__Exercise directions__.
Leaving out every picture, quote the data below exactly as it appears.

— start Entries —

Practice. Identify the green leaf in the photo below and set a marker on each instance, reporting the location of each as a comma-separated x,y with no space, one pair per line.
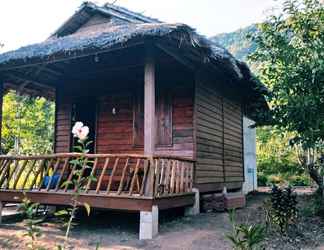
87,207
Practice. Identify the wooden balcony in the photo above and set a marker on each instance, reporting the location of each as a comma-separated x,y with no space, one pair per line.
124,182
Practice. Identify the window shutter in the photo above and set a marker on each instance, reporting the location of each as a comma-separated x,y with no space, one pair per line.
138,119
164,119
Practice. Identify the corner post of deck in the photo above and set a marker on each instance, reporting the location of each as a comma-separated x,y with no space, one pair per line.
1,108
149,224
149,100
1,211
195,208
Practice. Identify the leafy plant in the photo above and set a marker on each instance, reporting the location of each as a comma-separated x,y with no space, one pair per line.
246,237
79,179
289,54
282,208
33,231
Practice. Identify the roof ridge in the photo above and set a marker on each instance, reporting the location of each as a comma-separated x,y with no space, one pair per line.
126,11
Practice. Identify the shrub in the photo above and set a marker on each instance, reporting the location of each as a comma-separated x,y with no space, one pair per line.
301,181
246,237
262,180
276,180
282,210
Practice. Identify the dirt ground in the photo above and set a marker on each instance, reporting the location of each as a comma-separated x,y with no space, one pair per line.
205,231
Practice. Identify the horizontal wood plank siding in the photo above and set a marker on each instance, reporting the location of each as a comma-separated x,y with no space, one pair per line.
115,131
182,124
233,142
218,122
62,124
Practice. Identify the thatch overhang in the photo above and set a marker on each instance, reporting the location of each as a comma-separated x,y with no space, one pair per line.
177,40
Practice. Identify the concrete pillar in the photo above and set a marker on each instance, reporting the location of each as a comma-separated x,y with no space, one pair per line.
1,208
1,107
149,224
249,148
195,209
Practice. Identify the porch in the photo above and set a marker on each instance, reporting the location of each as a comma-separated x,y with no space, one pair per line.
123,182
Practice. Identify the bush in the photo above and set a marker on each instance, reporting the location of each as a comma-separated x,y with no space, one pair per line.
301,181
244,236
275,180
282,209
262,180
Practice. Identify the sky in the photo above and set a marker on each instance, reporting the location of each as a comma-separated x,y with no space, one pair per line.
27,22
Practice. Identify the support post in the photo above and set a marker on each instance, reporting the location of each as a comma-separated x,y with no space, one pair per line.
195,209
149,115
1,209
1,107
149,102
149,224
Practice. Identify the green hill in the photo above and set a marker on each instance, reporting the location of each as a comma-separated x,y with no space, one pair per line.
236,42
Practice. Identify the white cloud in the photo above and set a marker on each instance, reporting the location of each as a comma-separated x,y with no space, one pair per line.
26,22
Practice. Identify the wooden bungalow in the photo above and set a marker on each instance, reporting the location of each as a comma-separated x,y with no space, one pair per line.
164,106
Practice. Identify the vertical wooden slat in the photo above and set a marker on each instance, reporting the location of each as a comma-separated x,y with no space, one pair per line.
41,166
70,177
102,175
45,174
149,102
191,177
187,177
92,173
21,170
4,171
121,184
167,177
11,173
146,164
28,173
182,177
157,177
66,163
112,175
84,165
54,171
178,177
134,176
172,180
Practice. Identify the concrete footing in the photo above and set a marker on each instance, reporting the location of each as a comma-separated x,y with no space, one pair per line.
1,211
195,209
149,224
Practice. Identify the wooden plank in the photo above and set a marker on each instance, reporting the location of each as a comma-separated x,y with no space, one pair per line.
149,103
134,177
102,174
121,184
22,168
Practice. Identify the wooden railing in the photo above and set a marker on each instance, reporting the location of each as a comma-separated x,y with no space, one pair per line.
115,174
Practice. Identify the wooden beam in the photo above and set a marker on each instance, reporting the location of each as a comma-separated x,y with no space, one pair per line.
149,102
1,106
173,53
63,57
26,78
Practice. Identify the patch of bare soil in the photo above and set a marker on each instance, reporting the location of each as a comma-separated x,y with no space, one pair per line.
205,231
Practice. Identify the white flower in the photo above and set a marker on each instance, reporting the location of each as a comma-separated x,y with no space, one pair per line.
76,128
84,133
80,131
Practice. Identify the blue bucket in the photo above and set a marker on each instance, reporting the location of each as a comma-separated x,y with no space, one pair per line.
55,179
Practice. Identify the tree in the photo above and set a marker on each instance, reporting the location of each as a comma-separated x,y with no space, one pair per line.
290,57
27,125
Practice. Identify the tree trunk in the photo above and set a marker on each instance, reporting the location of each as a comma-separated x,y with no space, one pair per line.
316,176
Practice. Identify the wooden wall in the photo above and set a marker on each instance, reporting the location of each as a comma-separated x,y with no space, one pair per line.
115,132
219,145
62,123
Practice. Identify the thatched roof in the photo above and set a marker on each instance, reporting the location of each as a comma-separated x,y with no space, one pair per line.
104,36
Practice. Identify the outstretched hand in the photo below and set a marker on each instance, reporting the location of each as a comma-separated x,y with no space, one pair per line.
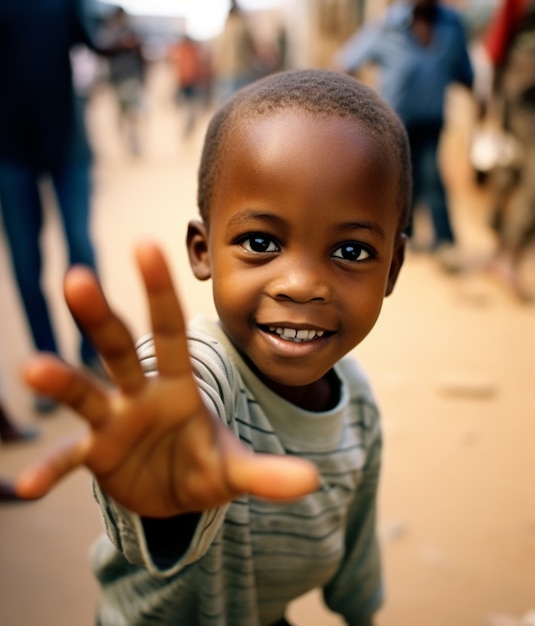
151,443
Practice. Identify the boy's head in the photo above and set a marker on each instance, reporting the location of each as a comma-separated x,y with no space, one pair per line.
304,191
318,92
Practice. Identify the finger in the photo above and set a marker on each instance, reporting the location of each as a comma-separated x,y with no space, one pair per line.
38,479
168,325
105,329
274,477
48,375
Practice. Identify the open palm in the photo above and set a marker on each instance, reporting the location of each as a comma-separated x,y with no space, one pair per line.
151,443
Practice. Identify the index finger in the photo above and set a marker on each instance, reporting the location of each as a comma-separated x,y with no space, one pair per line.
167,317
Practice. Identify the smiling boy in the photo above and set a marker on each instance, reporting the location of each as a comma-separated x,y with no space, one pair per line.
237,462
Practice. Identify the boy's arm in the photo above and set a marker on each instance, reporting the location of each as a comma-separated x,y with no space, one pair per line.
153,455
356,591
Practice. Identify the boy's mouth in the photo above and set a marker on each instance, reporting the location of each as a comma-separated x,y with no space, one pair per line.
293,334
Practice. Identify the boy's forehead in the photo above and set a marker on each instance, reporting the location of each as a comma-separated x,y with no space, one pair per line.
333,137
292,155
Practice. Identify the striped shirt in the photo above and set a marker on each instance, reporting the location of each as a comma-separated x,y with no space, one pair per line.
242,564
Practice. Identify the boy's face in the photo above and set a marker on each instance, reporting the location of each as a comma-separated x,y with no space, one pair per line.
303,243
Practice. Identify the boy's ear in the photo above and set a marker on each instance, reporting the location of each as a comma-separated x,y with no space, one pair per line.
397,261
197,244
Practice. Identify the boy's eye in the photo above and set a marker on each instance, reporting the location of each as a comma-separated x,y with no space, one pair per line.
259,243
351,251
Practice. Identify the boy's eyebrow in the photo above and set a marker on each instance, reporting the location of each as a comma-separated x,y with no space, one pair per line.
244,216
251,214
373,227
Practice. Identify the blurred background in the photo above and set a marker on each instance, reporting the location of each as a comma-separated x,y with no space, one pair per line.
452,358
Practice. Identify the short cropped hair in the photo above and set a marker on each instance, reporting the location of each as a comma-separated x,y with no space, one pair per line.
317,92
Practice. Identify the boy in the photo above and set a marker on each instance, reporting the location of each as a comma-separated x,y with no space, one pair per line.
237,466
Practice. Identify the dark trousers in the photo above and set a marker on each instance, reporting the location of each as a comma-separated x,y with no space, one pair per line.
23,218
427,184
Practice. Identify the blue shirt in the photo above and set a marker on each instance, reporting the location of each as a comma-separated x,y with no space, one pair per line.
413,78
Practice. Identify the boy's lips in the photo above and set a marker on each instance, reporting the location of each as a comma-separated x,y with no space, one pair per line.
294,334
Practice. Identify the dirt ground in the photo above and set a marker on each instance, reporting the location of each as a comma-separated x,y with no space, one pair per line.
452,360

— end Entries —

__Written reply__.
Practice. Identify the green leaf in the photo below and set a marker on each instance, reporting the location of each as a comma-separated x,y with no space, one pair per line.
87,207
Practice. Identify the wooden balcony in the photo above and set a marker on each instance, reporting the location of each as a comma-separated x,y with no space, one pair per line.
124,182
Practice. Identify the window shutter in the photo above and set a marker on each instance, reporting the location of each as a comma-separated x,y with no space, one pair per line.
138,119
164,119
Practice. Identify the corner post of deck in the photo above and set a marker on each instance, reporting the location of each as a comma-separated x,y with no space, one pair per line.
1,108
149,224
149,100
1,211
195,208
Practice. Identify the leafy plant in the photo above and set a marker on each instance, reporting the location of each as a comma-separated x,y with no space, one pair per line.
246,237
79,179
289,54
282,208
33,231
Practice. Identify the roof ridge in the photo above and set a marker on each instance, reporting the location of each as a comma-separated x,y with no space, one pair per line.
126,11
Practice. Identify the shrub in the photo above and set a marker on each instance, reporting the location of each as a comma-separated x,y with no space, one pair per line.
301,181
246,237
262,180
276,180
282,210
Practice. Identify the dirt ground in the photo above and set a marker on each instance, reporting the location of each as a comma-separated x,y with no space, one pair per line.
205,231
Practice. Identify the horizontal wood plank siding in the photo above and set a marker on each instance, reporting the location of each as a comma-separated x,y with no space, one pair per line.
115,131
182,124
233,142
218,122
62,124
Practice. Identify the thatch overhang in the photo above and set a marker on each instance, reporting the location of each as a comma-separated x,y with no space, one pair per line.
177,40
Practice. Identify the concrete pillar in the photo above and set a marker on each instance, reporting the location of each as a comma-separated x,y with no space, one pair per line.
1,208
1,107
149,224
249,148
195,209
Practice. Identify the porch in the photo above and set a marker on each instance, reporting the location of each as a comma-separated x,y with no space, one pair per line.
123,182
Practice. Identify the bush in the photo above and set a marker on each instance, reporting the location of each as a comma-separated x,y with no space, one pair per line.
301,181
244,236
275,180
282,209
262,180
Practice. Identify the sky in the photo above and set a marker on each instance, reporting the location of each as a comma-separated x,y with no space, one pair per line.
27,22
Practice. Identify the support post in the photo above and set a marker on each instance, reporting the location of each as a comma-separated x,y with no space, one pair per line.
195,209
149,115
1,209
1,107
149,102
149,224
Practice. Identify the green hill in the photo above and set a marker on each instance, reporting the location of each as a comma-separated x,y with no space, one pair per line.
236,42
Practice. Identify the white cloud in the photo above and set a marker on each instance, reporting the location of each as a comma-separated x,y with no space, one pair per line.
26,22
Practice. Identify the wooden bungalow in the photo above and set a marker on each instance, reporting the location of each as a comma-separated x,y with no space, one pair per line.
164,106
Practice. Identify the vertical wooden slat in the photo above and set a marker on each instance, reporting the location of each as a comma-separated x,y with no space, one pair per line.
41,166
70,177
102,175
45,174
149,102
191,177
187,177
92,173
21,170
4,171
121,184
167,177
11,173
146,164
28,173
182,177
157,177
66,163
112,175
84,165
54,171
178,177
134,176
172,180
Practice. Identify the concrete footing in the photo above and set a marker on each instance, reporting the location of each as a comma-separated x,y with no space, one pair per line.
1,211
195,209
149,224
Practice. Identify the wooden plank in the photo above and set a marker on each instance, reporting the location of each as a comma-separated x,y with no space, one pair per line.
149,103
134,177
102,174
121,184
22,168
Practice. Identify the wooden railing in the photo above and set a marker on each instance, reporting the location of each as a comma-separated x,y with no space, one pair per line.
115,174
Practice. Identify the wooden beam in the photo above and set a marker on each instance, reporting the location of each as a comma-separated x,y with no space, one pair per line.
149,102
1,106
173,53
63,57
26,78
Practice. Identify the patch of bare soil in the photo above and set a marker on each instance, reporting the location of each as a comma-separated x,y with no space, one pair per line.
205,231
Practice. Identify the white flower in the photo above and set a marker on each instance, reporting the location of each as a comma-separated x,y with no space, one pair per line.
76,128
84,133
80,131
Practice. Identify the blue bucket in the photo above and set a marker on each instance, reporting the location of each as a comma-separated x,y with no space, one pair per line.
55,179
Practice. Identify the tree in the photo above and set a marker on each instance, reporting the location of each as a comma-separated x,y with no space, one pair per line.
290,57
27,125
Practice. Identify the tree trunk in the photo above and set a marker on each instance, reporting the location of each as a comma-separated x,y with no space, one pair per line.
316,176
Practice. Identify the wooden wall in the photo above and set a marker on each instance, reporting the location of each as a comma-separated x,y with no space, one pair per line.
115,132
219,145
62,123
Practice. Identify the thatched roof in the photo above and set a marker on each instance, reporting the location of each as a comma-separated x,y with no space, one pair per line.
104,36
Practice. Identify the outstretched hand in the photo below and set a marker on each instance, reporting the location of each as a comma-separated x,y with no space, one pair per line.
151,443
Practice. Identify the boy's head in the photo above and set a marker on each instance, reporting the location of each as a comma-separated x,y with no space, one pair per line.
304,191
318,92
Practice. Identify the finger in the photo above and set a marker on each instance, reporting the location of each as a comma-separated x,y with no space, one pair per line.
38,479
168,325
105,329
274,477
48,375
Practice. Identify the open palm in the photo above and set a marker on each instance, reporting the location of each as a comma-separated x,y with no space, one pair per line.
151,443
Practice. Identify the index finger in the photo above and set a marker on each instance, reporting the location of each as a comma-separated x,y with no space, one pair per line.
167,317
Practice. Identify the smiling boy in the photo above and set a marker on each instance, reporting the location of each as a comma-separated x,y with no space, one pair per line.
237,462
Practice. Identify the boy's arm in the photo above and set a marker on each instance, reporting the location of each as a comma-separated x,y with no space, one pair per line.
153,455
356,591
Practice. Identify the boy's mouth in the photo above and set a marker on each instance, reporting the location of each as a comma-separated x,y with no space, one pair per line.
293,334
Practice. Identify the boy's forehead in the photo above and set a marker on each instance, reporting the location of each as a comma-separated x,y with no space, one pair per line.
333,137
292,155
Practice. Identify the striped shirt in the photo above and set a marker on each instance, reporting the location of each as a comma-separated x,y with no space, one pair per line.
242,564
Practice. Identify the boy's face in the photo above and set a marker on each instance, reporting the location of each as a comma-separated x,y with no space, one pair per line.
303,243
Practice. Identify the boy's ear in the photo above and set a marker on each instance, reporting the location of each as a comma-separated x,y with no space, one pair per line.
397,261
197,244
Practice. Identify the boy's eye in the photo above and set a marker on each instance, reporting the location of each as a comma-separated x,y with no space, one pair per line.
259,243
351,251
Practice. Identify the boy's eyebrow in the photo above and set a marker on each instance, reporting the location of each as a comma-separated x,y with no space, one pair per line.
244,216
251,214
373,227
Practice. Identify the blurred background in the photo above and set a marker on each instance, reporting the location of each as a comma-separated x,y with no space, one pair per line.
452,358
Practice. Identify the short cropped hair in the photo above and set a marker on each instance, reporting the location of each as a comma-separated x,y with no space, one pair per line.
317,92
Practice. Identify the boy in the photo above and set a marker on each instance, reporting the location of each as a comma-separated x,y with no space, one pair per line.
237,466
Practice. Identify the dark trousers in the photo above and set a marker on each instance, reporting the location of each as a comma-separated x,y with no space, one pair per line.
23,218
427,184
Practice. Identify the blue shirt in the photo above and set a marker on each instance, reporting the location of each as a comma-separated x,y with no space, one pair per line.
413,78
Practice. Identify the boy's lips in the photo above and set a marker on each instance, reporting the location of each as a comma-separated x,y with no space, one pair per line.
294,334
Practice. Identify the dirt ground in the photo above and set a marker on each instance, reporting the location of each as a comma-separated x,y with no space, one pair per line.
452,360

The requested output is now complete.